I’ve always wanted to check out the Nekromantik movies but since they’re always like $45 each at horror conventions, I never bother picking them up. When I found Part 2 on Netflix I figured I’d add it to my queue and find out what all the fuss was about. Since I haven’t seen the first flick, I didn’t really know what to expect from this sequel. Well, the title sequence featured footage from the first Nekromantik (which I presume is the last scene of the movie) in which the main character hari-karis himself to death while his raging hard-on spurts out jizz and then blood all over his bedroom.
OK, I’m now officially up to speed.
This sequel picks up with another necrophile named Monika (Monika M.) digging up that guy’s grave in broad daylight and bringing his corpse back home with her. Once she gets him undressed, she rides his face and then gives him a BJ. Since she’s not used to the taste of decomposed dingus, she promptly pukes. It’s still love at first sight though. We can tell she’s in love with the dude because she props his corpse up and takes Polaroid pictures of herself making kissy-face with it.
The plot thickens though when Monika falls in love with a guy named Mark (Mark Reeder) who happens to be alive. (His job is to dub heavy breathing sounds into porno movies.) Monika wants to stay with him so she cuts up her former lover into little pieces and decides to throw him in the trash. Alas, she can’t bear to toss out his decaying flaccid schlong, so she puts it in the refrigerator for safe keeping. When Mark finds out about it; he’s remarkably civil about the whole thing. Monika and Mark soon hit a rough patch in their relationship (he doesn’t get off on watching videos of real life animal mutilation; the pansy) and before you can say “Couples Therapy”, she’s grabbing the hacksaw and… nope, I won’t spoil it for you. You got to see it for yourself.

**Data provided**.
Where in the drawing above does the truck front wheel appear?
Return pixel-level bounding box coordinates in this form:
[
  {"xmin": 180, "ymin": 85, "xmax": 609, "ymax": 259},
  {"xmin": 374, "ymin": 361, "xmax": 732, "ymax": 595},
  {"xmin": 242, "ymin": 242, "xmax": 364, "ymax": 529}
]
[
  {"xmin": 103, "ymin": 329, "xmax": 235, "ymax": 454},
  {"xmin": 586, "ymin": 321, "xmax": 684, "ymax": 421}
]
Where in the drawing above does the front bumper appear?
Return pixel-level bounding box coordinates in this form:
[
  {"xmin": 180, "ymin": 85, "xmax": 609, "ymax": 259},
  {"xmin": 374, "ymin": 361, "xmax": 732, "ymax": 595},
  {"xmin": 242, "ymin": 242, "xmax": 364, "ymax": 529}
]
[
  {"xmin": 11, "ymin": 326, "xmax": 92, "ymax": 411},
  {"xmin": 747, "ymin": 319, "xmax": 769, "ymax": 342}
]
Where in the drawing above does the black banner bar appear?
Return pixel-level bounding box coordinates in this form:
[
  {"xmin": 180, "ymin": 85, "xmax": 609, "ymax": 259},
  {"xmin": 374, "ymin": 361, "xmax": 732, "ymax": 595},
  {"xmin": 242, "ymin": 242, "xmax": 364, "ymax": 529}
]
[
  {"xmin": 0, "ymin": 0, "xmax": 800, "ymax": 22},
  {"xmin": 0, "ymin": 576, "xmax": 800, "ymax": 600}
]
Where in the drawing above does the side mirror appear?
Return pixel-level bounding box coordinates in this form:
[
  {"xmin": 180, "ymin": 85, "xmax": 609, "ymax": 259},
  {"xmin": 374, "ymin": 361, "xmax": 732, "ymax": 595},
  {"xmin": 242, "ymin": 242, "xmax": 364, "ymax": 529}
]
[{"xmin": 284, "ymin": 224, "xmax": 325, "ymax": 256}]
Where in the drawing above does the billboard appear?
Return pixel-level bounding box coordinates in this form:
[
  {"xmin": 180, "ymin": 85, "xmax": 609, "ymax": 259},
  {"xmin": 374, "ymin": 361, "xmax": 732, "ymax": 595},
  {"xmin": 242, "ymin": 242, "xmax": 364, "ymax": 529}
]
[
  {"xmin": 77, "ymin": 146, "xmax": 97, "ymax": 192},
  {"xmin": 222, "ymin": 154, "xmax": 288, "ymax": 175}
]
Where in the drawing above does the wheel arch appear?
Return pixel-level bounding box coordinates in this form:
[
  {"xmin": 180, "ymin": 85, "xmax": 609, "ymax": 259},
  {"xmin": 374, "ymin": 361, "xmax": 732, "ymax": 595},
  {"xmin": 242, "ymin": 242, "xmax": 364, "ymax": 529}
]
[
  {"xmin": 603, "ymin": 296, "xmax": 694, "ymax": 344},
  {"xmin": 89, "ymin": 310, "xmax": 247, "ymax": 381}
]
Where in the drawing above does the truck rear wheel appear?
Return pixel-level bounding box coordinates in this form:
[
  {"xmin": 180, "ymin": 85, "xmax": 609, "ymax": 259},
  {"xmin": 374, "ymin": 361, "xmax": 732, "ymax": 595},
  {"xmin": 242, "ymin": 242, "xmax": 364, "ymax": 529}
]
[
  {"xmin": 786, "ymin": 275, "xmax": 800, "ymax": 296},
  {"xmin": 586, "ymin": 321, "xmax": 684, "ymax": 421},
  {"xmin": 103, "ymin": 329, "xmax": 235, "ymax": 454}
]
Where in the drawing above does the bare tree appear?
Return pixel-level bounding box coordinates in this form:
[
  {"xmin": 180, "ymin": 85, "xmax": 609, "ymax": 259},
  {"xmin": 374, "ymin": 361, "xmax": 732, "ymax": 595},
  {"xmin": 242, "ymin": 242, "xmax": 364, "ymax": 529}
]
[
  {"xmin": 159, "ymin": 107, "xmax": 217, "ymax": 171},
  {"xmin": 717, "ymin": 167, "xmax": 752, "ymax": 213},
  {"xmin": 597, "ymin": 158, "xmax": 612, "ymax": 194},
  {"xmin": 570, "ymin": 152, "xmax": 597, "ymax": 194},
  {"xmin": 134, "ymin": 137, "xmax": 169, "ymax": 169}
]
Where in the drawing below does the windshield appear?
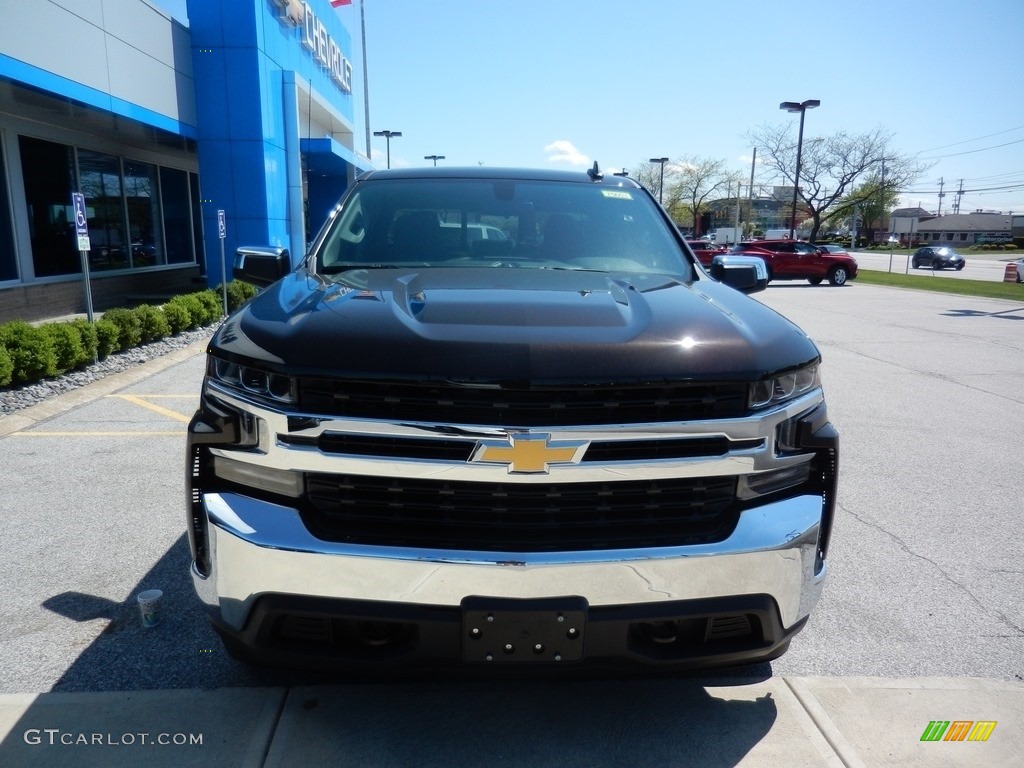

**Exercise**. Reproduce word for word the part of the Nekromantik 2 review starting at "The plot thickens" and ending at "it for yourself.". The records are not needed for this work.

**Solved problem**.
The plot thickens though when Monika falls in love with a guy named Mark (Mark Reeder) who happens to be alive. (His job is to dub heavy breathing sounds into porno movies.) Monika wants to stay with him so she cuts up her former lover into little pieces and decides to throw him in the trash. Alas, she can’t bear to toss out his decaying flaccid schlong, so she puts it in the refrigerator for safe keeping. When Mark finds out about it; he’s remarkably civil about the whole thing. Monika and Mark soon hit a rough patch in their relationship (he doesn’t get off on watching videos of real life animal mutilation; the pansy) and before you can say “Couples Therapy”, she’s grabbing the hacksaw and… nope, I won’t spoil it for you. You got to see it for yourself.